#### GIVEN TEXT:
BEGIN
But what about treatments and cures? Progress, it appears, is coming there, too, particularly at Texas Children's Hospital in Houston .
"We're hopeful that we may have a treatment in a clinical trial for a child with Batten disease next year," Benson said. "So we can see that at least a treatment, I'm not saying it's a cure, could be in development and moving towards a clinical trial next year."
And in a serendipitous cycle, royalties derived from the sale of the screening test will come back to Beyond Batten Disease Foundation to continue the effort to find treatments and cure.
"We are going to need more funding," Benson said. "We are going to need more resources to continue advancing the other avenues of promising research that are out there, to get the next one ready for a clinical trial."
But what makes this so exciting, Benson argues, lies in the fundamental nature of these diseases. Because, individually they are so rare, there has been little incentive in the past for researchers, donors and drug makers to invest the millions of dollars needed to make progress.
Valley of Death
That gap, between the discoveries that are made in laboratories and the development of actual treatments, is known in research circles as the, "Valley of Death."
"That's where discoveries go to die," said Benson, "and if there's not somebody on the basic science research end thinking about, 'OK, how is what I'm finding out right now in my laboratory translating into a treatment at the bedside of a child or another patient,' then it's really not doing us a lot of good."
But here's the key: Many of the rare diseases share many traits in common. They also appear to have common elements with more widespread disorders, like Alzheimer's Disease.
Therefore, with prodding from Beyond Batten Foundation, interest is growing in scientific and government circles for a big push against the conditions. At the Federal Drug Administration (FDA), Benson says regulators are loosening some requirements to quicken the pace of discovery and implementation of treatments.
"If you get rare disease designation," he pointed out, "then you get some special treatment in terms of your clinical trials, some fast track approval status, particularly for some of those rare diseases that do not have any treatment or cure that exists for the patient right now.
The National Institutes of Health, he added, is making more money available to support the research effort. And with all the enhanced attention, drug makers are coming onboard, as well.
"So there are some special incentives," said Benson, "that have gotten pharmaceutical companies a lot more interested. And as you look across some of the public pharmaceutical companies, the ones who are doing the best right now are actually those who are working in rare diseases."
Much of the hopefulness is rooted in the experience of the Ashkenazi Jewish population , which has been particularly susceptible to a variety of genetic disorders, including Infantile Tay-Sachs disease which kills children by around age four.
"Over the course," Benson said, "of a generation of applying carrier screening, genetic counseling and religious counseling, it has actually reduced the incidence of that condition by 95 percent."
The foundation still needs more money, more volunteers and plenty of political pressure, but progress is coming quickly in the realm of childhood diseases that are only rare until they hit your family square in the face.
"We've got a lot to do," Benson said. "We've still got a long way to go, but I'll have to say, even in just 3 1/2 years of really being at this, we have made a tremendous amount of progress and perhaps, for the first time there really is hope."
END
#### INFORMATION PROVIDED:
BEGIN
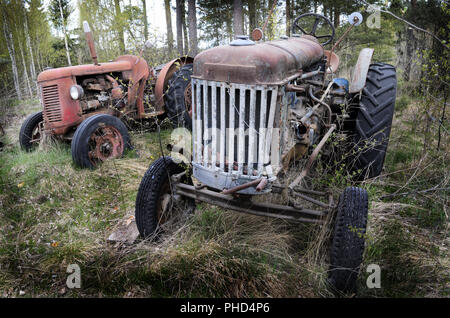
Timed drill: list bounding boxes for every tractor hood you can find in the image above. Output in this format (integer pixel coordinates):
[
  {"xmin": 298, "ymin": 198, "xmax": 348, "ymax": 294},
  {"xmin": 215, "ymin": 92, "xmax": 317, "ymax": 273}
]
[
  {"xmin": 38, "ymin": 55, "xmax": 147, "ymax": 82},
  {"xmin": 192, "ymin": 36, "xmax": 324, "ymax": 85}
]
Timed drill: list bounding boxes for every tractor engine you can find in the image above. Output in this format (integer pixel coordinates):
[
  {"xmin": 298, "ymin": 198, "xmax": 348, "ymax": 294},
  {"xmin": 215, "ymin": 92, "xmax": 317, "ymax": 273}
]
[
  {"xmin": 192, "ymin": 35, "xmax": 345, "ymax": 194},
  {"xmin": 38, "ymin": 55, "xmax": 149, "ymax": 135}
]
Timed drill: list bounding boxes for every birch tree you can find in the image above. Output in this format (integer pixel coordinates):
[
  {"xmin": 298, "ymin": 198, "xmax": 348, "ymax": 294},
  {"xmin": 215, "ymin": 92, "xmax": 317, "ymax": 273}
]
[
  {"xmin": 164, "ymin": 0, "xmax": 173, "ymax": 54},
  {"xmin": 176, "ymin": 0, "xmax": 184, "ymax": 55},
  {"xmin": 2, "ymin": 16, "xmax": 22, "ymax": 99},
  {"xmin": 188, "ymin": 0, "xmax": 198, "ymax": 56},
  {"xmin": 233, "ymin": 0, "xmax": 244, "ymax": 36}
]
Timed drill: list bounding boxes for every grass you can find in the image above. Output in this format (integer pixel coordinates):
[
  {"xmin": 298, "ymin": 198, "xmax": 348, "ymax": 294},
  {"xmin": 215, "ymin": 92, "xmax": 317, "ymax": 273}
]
[{"xmin": 0, "ymin": 97, "xmax": 449, "ymax": 297}]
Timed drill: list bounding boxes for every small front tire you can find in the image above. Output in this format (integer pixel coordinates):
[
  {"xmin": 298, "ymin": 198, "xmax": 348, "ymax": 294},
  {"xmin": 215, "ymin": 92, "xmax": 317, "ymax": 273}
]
[
  {"xmin": 328, "ymin": 187, "xmax": 368, "ymax": 293},
  {"xmin": 135, "ymin": 157, "xmax": 195, "ymax": 238}
]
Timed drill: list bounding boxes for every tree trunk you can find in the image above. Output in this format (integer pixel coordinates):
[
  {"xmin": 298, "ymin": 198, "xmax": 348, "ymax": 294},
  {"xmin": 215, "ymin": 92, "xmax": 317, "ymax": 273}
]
[
  {"xmin": 142, "ymin": 0, "xmax": 148, "ymax": 41},
  {"xmin": 188, "ymin": 0, "xmax": 198, "ymax": 56},
  {"xmin": 19, "ymin": 41, "xmax": 33, "ymax": 98},
  {"xmin": 176, "ymin": 0, "xmax": 184, "ymax": 55},
  {"xmin": 181, "ymin": 0, "xmax": 189, "ymax": 54},
  {"xmin": 164, "ymin": 0, "xmax": 173, "ymax": 54},
  {"xmin": 3, "ymin": 17, "xmax": 22, "ymax": 99},
  {"xmin": 333, "ymin": 4, "xmax": 341, "ymax": 28},
  {"xmin": 233, "ymin": 0, "xmax": 244, "ymax": 36},
  {"xmin": 24, "ymin": 11, "xmax": 39, "ymax": 94},
  {"xmin": 58, "ymin": 0, "xmax": 72, "ymax": 66},
  {"xmin": 114, "ymin": 0, "xmax": 125, "ymax": 54},
  {"xmin": 248, "ymin": 0, "xmax": 256, "ymax": 34}
]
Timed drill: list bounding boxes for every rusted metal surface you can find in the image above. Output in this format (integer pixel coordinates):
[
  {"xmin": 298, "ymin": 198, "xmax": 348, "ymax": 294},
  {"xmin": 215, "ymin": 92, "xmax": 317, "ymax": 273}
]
[
  {"xmin": 349, "ymin": 48, "xmax": 373, "ymax": 94},
  {"xmin": 38, "ymin": 55, "xmax": 149, "ymax": 135},
  {"xmin": 37, "ymin": 59, "xmax": 132, "ymax": 83},
  {"xmin": 83, "ymin": 21, "xmax": 98, "ymax": 65},
  {"xmin": 175, "ymin": 183, "xmax": 327, "ymax": 223},
  {"xmin": 222, "ymin": 178, "xmax": 267, "ymax": 194},
  {"xmin": 155, "ymin": 56, "xmax": 194, "ymax": 111},
  {"xmin": 289, "ymin": 124, "xmax": 336, "ymax": 189},
  {"xmin": 184, "ymin": 82, "xmax": 192, "ymax": 118},
  {"xmin": 40, "ymin": 77, "xmax": 82, "ymax": 135},
  {"xmin": 192, "ymin": 37, "xmax": 323, "ymax": 85},
  {"xmin": 325, "ymin": 50, "xmax": 340, "ymax": 73}
]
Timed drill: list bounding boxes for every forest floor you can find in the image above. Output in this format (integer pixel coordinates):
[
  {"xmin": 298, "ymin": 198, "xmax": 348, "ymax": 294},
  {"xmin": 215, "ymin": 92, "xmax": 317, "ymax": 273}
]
[{"xmin": 0, "ymin": 97, "xmax": 450, "ymax": 297}]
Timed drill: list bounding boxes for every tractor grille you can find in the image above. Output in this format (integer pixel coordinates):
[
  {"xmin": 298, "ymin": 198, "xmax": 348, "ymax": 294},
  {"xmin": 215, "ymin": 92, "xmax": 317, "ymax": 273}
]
[
  {"xmin": 42, "ymin": 84, "xmax": 62, "ymax": 123},
  {"xmin": 192, "ymin": 79, "xmax": 278, "ymax": 186}
]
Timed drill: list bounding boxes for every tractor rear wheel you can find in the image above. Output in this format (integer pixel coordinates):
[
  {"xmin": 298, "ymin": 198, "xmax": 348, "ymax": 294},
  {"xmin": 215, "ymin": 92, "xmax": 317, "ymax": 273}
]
[
  {"xmin": 135, "ymin": 157, "xmax": 195, "ymax": 238},
  {"xmin": 353, "ymin": 63, "xmax": 397, "ymax": 181},
  {"xmin": 19, "ymin": 111, "xmax": 44, "ymax": 151},
  {"xmin": 328, "ymin": 187, "xmax": 369, "ymax": 293},
  {"xmin": 72, "ymin": 114, "xmax": 131, "ymax": 169},
  {"xmin": 164, "ymin": 64, "xmax": 193, "ymax": 130}
]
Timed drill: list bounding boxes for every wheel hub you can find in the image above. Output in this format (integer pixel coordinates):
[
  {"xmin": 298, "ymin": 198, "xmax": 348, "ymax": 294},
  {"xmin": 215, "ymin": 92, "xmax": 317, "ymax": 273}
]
[{"xmin": 89, "ymin": 126, "xmax": 123, "ymax": 165}]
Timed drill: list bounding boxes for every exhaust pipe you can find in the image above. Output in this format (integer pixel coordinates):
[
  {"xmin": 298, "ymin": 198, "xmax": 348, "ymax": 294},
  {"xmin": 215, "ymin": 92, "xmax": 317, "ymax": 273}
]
[{"xmin": 83, "ymin": 21, "xmax": 99, "ymax": 65}]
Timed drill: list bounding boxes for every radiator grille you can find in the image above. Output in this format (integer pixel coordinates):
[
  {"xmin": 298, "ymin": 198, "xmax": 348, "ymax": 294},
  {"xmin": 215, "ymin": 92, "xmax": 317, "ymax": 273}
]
[
  {"xmin": 42, "ymin": 84, "xmax": 62, "ymax": 123},
  {"xmin": 192, "ymin": 79, "xmax": 278, "ymax": 179}
]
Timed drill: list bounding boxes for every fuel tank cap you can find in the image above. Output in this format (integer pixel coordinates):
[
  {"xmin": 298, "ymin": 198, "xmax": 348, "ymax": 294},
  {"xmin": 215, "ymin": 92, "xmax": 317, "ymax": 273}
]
[{"xmin": 230, "ymin": 35, "xmax": 255, "ymax": 46}]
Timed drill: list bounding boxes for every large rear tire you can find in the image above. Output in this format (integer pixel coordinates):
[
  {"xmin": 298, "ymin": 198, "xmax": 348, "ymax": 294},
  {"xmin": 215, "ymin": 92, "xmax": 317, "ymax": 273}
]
[
  {"xmin": 353, "ymin": 63, "xmax": 397, "ymax": 181},
  {"xmin": 164, "ymin": 64, "xmax": 193, "ymax": 130},
  {"xmin": 328, "ymin": 187, "xmax": 368, "ymax": 293},
  {"xmin": 71, "ymin": 114, "xmax": 131, "ymax": 169},
  {"xmin": 19, "ymin": 111, "xmax": 44, "ymax": 151}
]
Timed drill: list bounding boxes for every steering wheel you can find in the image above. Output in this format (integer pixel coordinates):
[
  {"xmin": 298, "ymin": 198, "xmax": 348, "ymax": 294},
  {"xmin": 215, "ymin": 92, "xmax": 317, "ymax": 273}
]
[{"xmin": 292, "ymin": 13, "xmax": 334, "ymax": 46}]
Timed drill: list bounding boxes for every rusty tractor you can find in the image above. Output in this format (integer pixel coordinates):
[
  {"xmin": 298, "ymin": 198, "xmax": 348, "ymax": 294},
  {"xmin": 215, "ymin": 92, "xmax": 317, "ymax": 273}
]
[
  {"xmin": 135, "ymin": 13, "xmax": 397, "ymax": 292},
  {"xmin": 19, "ymin": 22, "xmax": 193, "ymax": 168}
]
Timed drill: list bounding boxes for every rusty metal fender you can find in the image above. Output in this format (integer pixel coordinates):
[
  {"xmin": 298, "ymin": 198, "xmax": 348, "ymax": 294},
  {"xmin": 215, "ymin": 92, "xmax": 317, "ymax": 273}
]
[
  {"xmin": 155, "ymin": 56, "xmax": 194, "ymax": 111},
  {"xmin": 349, "ymin": 48, "xmax": 373, "ymax": 94}
]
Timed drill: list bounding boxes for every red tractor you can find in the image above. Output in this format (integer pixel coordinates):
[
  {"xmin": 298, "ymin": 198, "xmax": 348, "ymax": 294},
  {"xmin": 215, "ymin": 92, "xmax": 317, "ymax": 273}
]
[
  {"xmin": 19, "ymin": 22, "xmax": 193, "ymax": 168},
  {"xmin": 135, "ymin": 13, "xmax": 397, "ymax": 292}
]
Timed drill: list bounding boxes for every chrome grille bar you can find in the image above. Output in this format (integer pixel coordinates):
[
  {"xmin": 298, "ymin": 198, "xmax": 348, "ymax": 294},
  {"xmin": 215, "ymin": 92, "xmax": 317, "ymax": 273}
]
[{"xmin": 192, "ymin": 79, "xmax": 278, "ymax": 188}]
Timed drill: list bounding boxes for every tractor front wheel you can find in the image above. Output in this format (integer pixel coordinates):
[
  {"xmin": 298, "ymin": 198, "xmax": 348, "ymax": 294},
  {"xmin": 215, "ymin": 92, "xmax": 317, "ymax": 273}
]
[
  {"xmin": 135, "ymin": 157, "xmax": 195, "ymax": 238},
  {"xmin": 72, "ymin": 114, "xmax": 131, "ymax": 169},
  {"xmin": 328, "ymin": 187, "xmax": 369, "ymax": 293}
]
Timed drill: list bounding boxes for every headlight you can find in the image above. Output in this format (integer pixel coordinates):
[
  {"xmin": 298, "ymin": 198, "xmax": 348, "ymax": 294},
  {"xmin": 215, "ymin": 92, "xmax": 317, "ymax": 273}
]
[{"xmin": 70, "ymin": 85, "xmax": 84, "ymax": 100}]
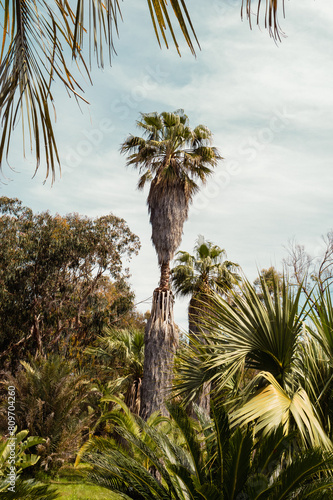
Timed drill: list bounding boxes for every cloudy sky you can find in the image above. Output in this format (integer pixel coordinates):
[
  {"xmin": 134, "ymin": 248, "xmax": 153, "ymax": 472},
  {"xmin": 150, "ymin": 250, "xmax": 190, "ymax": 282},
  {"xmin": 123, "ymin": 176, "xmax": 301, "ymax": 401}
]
[{"xmin": 0, "ymin": 0, "xmax": 333, "ymax": 328}]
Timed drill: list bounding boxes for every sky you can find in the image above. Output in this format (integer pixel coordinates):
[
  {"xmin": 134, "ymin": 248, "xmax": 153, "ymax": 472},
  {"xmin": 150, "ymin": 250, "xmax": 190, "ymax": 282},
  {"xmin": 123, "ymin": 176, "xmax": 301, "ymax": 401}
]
[{"xmin": 0, "ymin": 0, "xmax": 333, "ymax": 329}]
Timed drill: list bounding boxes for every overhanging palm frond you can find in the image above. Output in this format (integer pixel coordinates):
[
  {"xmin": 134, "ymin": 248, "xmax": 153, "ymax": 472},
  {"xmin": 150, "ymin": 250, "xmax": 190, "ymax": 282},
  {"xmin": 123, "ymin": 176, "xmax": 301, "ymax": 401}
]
[
  {"xmin": 148, "ymin": 0, "xmax": 200, "ymax": 54},
  {"xmin": 0, "ymin": 0, "xmax": 196, "ymax": 180},
  {"xmin": 0, "ymin": 0, "xmax": 85, "ymax": 182},
  {"xmin": 241, "ymin": 0, "xmax": 285, "ymax": 40}
]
END
#### WHAT YOU NEED TO DO:
A. Quote the passage of the article on Batten disease that opens with the words containing "And in a serendipitous" and closes with "treatments and cure.".
B. According to the article on Batten disease, by how much did a generation of carrier screening, genetic counseling and religious counseling reduce the incidence of Infantile Tay-Sachs disease?
Work from the article on Batten disease alone.

#### PROBLEM SOLUTIONS:
A.
And in a serendipitous cycle, royalties derived from the sale of the screening test will come back to Beyond Batten Disease Foundation to continue the effort to find treatments and cure.

B. By 95 percent.